Requirement 1: Can you translate the sentence "Tonight I went to a worship night at a family’s home." from the reflection on waiting and worship into Spanish?
Requirement 2: Could you carry the reflection on waiting and worship forward from its final line?

##### Source

I looked at the toilet and cursed at it – told it exactly what I thought. It’s a rather humorous picture in some ways – me standing over a toilet and giving it a piece of my mind. Curse you and your contents. And yet, as cursing is not a regular part of my vocabulary, for me these words revealed the stink in my heart. For a couple of reasons I felt more confident this month that maybe we were finally at last pregnant, but rejection letter #23 was delivered instead.
Tonight I went to a worship night at a family’s home. We sat in the cozy living room, lights dimmed, and worshipped together. I wasn’t feeling particularly low or downtrodden or needy. The past few days had been filled with rewarding work and enjoyable rest. As we listened to the music and sang, I was surprised by God. He met me with an overwhelming sense of His love for me. He seemed to be so very near and reminding me that He loves me so very much. He helped me go beyond just knowing it cognitively tonight to really feeling it in special way. As we sang the words “You are perfect in all of your ways”, I felt my faith stirring up from within me accompanied with joy and a sense of peace. It was special.
During worship I recalled some words that had been spoken earlier this week. A brother in Christ had shared that sometimes delays are His mercy. He was referring to some delays related to another subject entirely, but those words amongst the many that he shared were jumping out in bold print to me. His delays are His mercy. These delays – month after month, cycle after cycle, season after season – are soaked in his grace and kindness. Perspective shift. Stinky heart surrendered and being made new.

##########
##### Stored rows

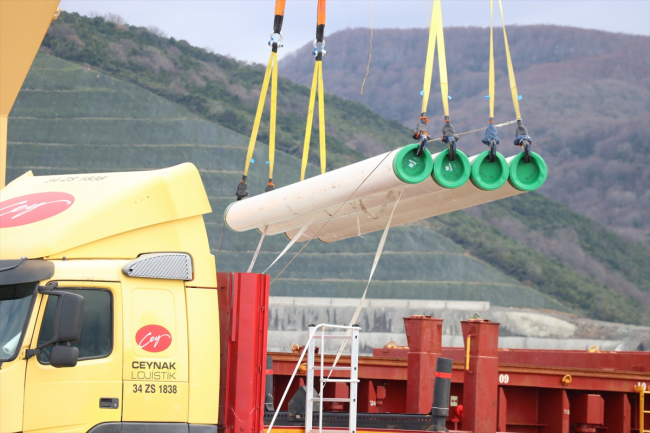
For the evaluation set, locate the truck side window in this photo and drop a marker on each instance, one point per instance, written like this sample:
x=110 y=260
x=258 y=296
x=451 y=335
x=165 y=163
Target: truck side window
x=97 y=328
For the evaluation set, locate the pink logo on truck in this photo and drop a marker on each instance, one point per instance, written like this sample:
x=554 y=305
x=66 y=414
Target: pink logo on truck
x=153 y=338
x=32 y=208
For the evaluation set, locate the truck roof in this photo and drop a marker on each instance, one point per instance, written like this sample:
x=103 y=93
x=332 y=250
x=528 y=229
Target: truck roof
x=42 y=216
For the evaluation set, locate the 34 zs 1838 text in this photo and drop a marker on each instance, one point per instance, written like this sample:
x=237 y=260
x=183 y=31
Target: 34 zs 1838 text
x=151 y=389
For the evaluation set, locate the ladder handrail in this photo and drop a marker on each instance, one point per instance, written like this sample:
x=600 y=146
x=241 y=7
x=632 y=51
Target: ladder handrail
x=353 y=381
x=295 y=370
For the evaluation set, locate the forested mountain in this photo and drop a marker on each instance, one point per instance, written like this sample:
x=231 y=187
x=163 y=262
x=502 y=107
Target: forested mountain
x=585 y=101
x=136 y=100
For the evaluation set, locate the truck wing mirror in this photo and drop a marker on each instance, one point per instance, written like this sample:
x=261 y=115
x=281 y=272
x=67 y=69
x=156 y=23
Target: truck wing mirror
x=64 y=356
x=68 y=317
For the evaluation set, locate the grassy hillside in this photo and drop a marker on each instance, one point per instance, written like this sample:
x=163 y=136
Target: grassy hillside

##########

Written answer 1: Esta noche fui a una noche de adoración en la casa de una familia.

Written answer 2:
I cursed at the toilet that day because I had an expectation that had again not been met. A wise woman of the faith shared this week that there was a season in her life when God told her to release the spirit of discontentment that had grown in her. Release all expectations she had assigned to Him and others around her. Release judgement and criticism. This spoke to me on a few levels, but one being that I have placed expectations on God concerning His timing and means by which to grow our family. I don’t think I consciously drew these parameters of this is how it should all go, but somewhere in my huge brain ;), I had. Should I have these expectations? I believe I should have hope and expectant faith regarding the promises found in His Word, but expectations on how and when He fulfills His promises are not mine to have. Can I let go of these expectations? Cause when the expectation isn’t met, I curse at the toilet. And the toilet has feelings too 😉
Speaking of inanimate objects having feelings – When I was around 7 years old my parents bought me a new bedroom furniture set, so we put my old dresser and desk in the storage shed out back. That dresser and desk were alive in my little 7 year old mind – characters in my playful world, much like the clock and candlesticks in Beauty and the Beast. I missed them and felt bad that they were now stuck in the shed. So, I would go and visit them and talk to them in that dusty, hot dungeon. I’m sure they really appreciated it.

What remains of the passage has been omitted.